• **Brontekst**
En we noemen hem

Marien is vernoemd naar zijn opa Marinus Zwijnenburg- en hij wilde zijn naam ook weer doorgeven aan zijn zoon. Het werd Siem Marinus. Je hoopt natuurlijk dat met de naam ook de goede eigenschappen van opa Marinus (en Marien) doorgegeven worden.

Marjolijn van Heemstra krijgt een zegelring van haar oma als ze achttien is. Deze ring is van “Bommenneef”; een verre oom die volgens de familie-overlevering een verzetsheld was omdat hij een jaar na de oorlog een dodelijke aanslag pleegde op een niet-veroordeelde NSB’er. Frans van Heemstra kon niet leven met de gedachte dat deze schurk vrij rond liep, zo was het verhaal. Bij de ring hoort ook het verzoek om de eerstgeboren zoon naar deze familieheld te noemen.

• **Opdracht 1**
Schrijf uit de tekst over het doorgeven van namen letterlijk het stuk over dat begint bij "Marjolijn van Heemstra" en eindigt bij "familieheld te noemen.".
• **Opdracht 2**
Geef uit de records letterlijk de regels weer, te beginnen bij de regel met "For sports analytics purposes, locate the doormat" en eindigend bij de regel met "[249,98,288,285]", beide regels inbegrepen.

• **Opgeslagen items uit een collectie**

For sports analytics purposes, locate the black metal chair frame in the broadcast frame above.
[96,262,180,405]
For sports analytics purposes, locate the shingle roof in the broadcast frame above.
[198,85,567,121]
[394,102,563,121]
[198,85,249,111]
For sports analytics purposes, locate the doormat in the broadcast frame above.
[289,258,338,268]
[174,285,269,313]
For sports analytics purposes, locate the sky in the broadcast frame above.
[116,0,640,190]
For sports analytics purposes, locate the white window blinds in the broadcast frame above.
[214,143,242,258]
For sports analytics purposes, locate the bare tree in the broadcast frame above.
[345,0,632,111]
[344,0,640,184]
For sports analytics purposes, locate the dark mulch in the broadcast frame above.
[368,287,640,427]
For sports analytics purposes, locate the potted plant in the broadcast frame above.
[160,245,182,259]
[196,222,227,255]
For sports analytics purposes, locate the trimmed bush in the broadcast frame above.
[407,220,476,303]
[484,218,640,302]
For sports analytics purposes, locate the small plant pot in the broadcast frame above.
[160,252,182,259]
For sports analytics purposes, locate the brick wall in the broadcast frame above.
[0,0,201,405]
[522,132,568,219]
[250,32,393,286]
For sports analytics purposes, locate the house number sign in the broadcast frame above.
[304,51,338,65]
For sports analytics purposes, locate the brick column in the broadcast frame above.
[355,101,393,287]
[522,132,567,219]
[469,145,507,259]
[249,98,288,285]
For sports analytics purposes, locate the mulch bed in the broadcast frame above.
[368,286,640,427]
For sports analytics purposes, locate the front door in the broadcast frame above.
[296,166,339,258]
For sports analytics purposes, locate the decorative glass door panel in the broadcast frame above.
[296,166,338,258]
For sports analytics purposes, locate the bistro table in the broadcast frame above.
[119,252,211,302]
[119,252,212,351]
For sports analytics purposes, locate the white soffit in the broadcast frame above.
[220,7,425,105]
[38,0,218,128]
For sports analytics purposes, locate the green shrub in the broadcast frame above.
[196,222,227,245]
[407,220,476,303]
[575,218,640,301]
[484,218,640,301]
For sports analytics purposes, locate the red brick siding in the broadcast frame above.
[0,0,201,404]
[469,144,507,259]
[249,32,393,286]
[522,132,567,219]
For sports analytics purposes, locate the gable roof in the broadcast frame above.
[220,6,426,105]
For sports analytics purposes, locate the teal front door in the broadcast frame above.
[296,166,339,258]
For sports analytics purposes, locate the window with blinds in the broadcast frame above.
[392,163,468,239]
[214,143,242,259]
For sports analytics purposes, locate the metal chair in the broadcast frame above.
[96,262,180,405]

==

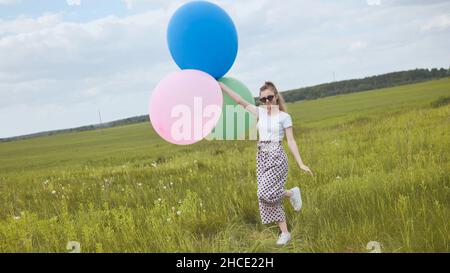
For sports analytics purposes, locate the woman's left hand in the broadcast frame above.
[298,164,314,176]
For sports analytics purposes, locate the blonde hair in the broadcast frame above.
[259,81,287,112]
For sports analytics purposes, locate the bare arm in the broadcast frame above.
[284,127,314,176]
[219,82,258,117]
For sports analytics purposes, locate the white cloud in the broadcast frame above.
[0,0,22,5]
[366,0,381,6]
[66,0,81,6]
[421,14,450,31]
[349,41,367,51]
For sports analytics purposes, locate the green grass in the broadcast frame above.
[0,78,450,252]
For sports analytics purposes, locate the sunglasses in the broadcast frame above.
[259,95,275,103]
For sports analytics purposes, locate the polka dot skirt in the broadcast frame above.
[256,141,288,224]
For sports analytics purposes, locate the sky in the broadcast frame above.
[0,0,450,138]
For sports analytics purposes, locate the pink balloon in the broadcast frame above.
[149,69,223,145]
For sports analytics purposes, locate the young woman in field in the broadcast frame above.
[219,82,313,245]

• **Geschreven antwoord 1**
Marjolijn van Heemstra krijgt een zegelring van haar oma als ze achttien is. Deze ring is van “Bommenneef”; een verre oom die volgens de familie-overlevering een verzetsheld was omdat hij een jaar na de oorlog een dodelijke aanslag pleegde op een niet-veroordeelde NSB’er. Frans van Heemstra kon niet leven met de gedachte dat deze schurk vrij rond liep, zo was het verhaal. Bij de ring hoort ook het verzoek om de eerstgeboren zoon naar deze familieheld te noemen.

• **Geschreven antwoord 2**
For sports analytics purposes, locate the doormat in the broadcast frame above.
[289,258,338,268]
[174,285,269,313]
For sports analytics purposes, locate the sky in the broadcast frame above.
[116,0,640,190]
For sports analytics purposes, locate the white window blinds in the broadcast frame above.
[214,143,242,258]
For sports analytics purposes, locate the bare tree in the broadcast frame above.
[345,0,632,111]
[344,0,640,184]
For sports analytics purposes, locate the dark mulch in the broadcast frame above.
[368,287,640,427]
For sports analytics purposes, locate the potted plant in the broadcast frame above.
[160,245,182,259]
[196,222,227,255]
For sports analytics purposes, locate the trimmed bush in the broadcast frame above.
[407,220,476,303]
[484,218,640,302]
For sports analytics purposes, locate the small plant pot in the broadcast frame above.
[160,252,182,259]
For sports analytics purposes, locate the brick wall in the broadcast frame above.
[0,0,201,405]
[522,132,568,219]
[250,32,393,286]
For sports analytics purposes, locate the house number sign in the broadcast frame above.
[304,51,338,65]
For sports analytics purposes, locate the brick column in the broadcast frame above.
[355,101,393,287]
[522,132,567,219]
[469,145,507,259]
[249,98,288,285]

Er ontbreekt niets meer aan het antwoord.